### Exercise goal
Each line should be copied exactly.

### Extracted records
┌──

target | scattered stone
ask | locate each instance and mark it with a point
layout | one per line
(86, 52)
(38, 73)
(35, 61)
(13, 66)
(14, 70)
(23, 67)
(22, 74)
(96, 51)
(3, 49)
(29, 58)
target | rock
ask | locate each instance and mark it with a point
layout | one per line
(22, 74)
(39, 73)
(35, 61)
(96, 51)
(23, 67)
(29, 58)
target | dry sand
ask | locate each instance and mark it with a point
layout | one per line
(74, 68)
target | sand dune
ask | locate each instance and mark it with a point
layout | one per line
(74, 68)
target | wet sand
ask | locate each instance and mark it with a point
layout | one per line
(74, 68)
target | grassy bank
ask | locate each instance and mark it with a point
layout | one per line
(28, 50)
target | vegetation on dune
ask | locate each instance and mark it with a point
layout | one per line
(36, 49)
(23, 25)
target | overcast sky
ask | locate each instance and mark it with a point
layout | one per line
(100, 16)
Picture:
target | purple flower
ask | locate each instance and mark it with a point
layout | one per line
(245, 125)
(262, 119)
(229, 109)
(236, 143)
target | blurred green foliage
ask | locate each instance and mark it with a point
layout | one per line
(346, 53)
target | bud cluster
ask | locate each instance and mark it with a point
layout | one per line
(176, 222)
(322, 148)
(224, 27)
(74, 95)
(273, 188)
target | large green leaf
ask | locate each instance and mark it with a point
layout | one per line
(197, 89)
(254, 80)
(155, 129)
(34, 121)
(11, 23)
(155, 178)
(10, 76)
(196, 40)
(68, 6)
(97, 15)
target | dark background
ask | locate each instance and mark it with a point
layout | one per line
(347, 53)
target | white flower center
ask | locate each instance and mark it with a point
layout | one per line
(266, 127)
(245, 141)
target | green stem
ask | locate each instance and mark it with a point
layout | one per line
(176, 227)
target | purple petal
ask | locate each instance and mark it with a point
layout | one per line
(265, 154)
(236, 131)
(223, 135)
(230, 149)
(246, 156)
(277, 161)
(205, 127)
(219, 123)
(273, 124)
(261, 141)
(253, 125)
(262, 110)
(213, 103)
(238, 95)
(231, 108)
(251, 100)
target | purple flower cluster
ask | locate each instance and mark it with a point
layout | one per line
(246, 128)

└──

### The answer
target | scattered stone
ask | locate each instance and mark it with a point
layout | one per line
(86, 52)
(38, 73)
(35, 61)
(13, 66)
(14, 70)
(23, 67)
(22, 74)
(96, 51)
(3, 49)
(29, 58)
target | rock
ask | locate each instance and mark it with a point
layout | one per line
(22, 74)
(39, 73)
(35, 61)
(96, 51)
(23, 67)
(29, 58)
target | dry sand
ask | locate each instance and mark it with a point
layout | one per line
(74, 68)
target | sand dune
ask | locate each instance and mark it with a point
layout | one per line
(74, 68)
target | wet sand
ask | locate each instance and mark it with a point
layout | one per line
(74, 68)
target | grassy bank
ask | locate each instance and mark it with a point
layout | one per line
(28, 50)
target | vegetation on dune
ask | locate each instance and mark it with a point
layout | one per line
(36, 49)
(23, 25)
target | overcast sky
ask | locate each instance and mark it with a point
layout | one per line
(100, 16)
Picture:
target | purple flower
ask | locate each instance and mark it with a point
layout | one per line
(245, 125)
(262, 119)
(229, 109)
(236, 143)
target | blurred green foliage
ask | locate each instance and mark it with a point
layout | one per line
(346, 53)
target | bud cluster
ask | locate each instance and mark it with a point
layout | one per line
(176, 222)
(322, 148)
(224, 27)
(74, 95)
(273, 188)
target | large green leaf
ask | locate each instance and mark it with a point
layout | one per line
(197, 89)
(254, 80)
(155, 129)
(34, 121)
(11, 23)
(155, 178)
(10, 76)
(196, 40)
(68, 6)
(97, 15)
target | dark background
ask | locate each instance and mark it with a point
layout | one per line
(347, 53)
target | white flower center
ask | locate each instance and mark it with a point
layout | one per line
(266, 127)
(245, 141)
target | green stem
ask | locate each instance and mark it with a point
layout | one per line
(176, 227)
target | purple petal
ask | locate each instance and mark it with a point
layout | one per line
(265, 154)
(236, 131)
(223, 135)
(230, 149)
(246, 156)
(277, 161)
(205, 127)
(219, 123)
(273, 124)
(261, 141)
(253, 125)
(262, 110)
(213, 103)
(238, 95)
(231, 108)
(251, 100)
target | purple flower cluster
ask | locate each instance and mark it with a point
layout | one per line
(246, 128)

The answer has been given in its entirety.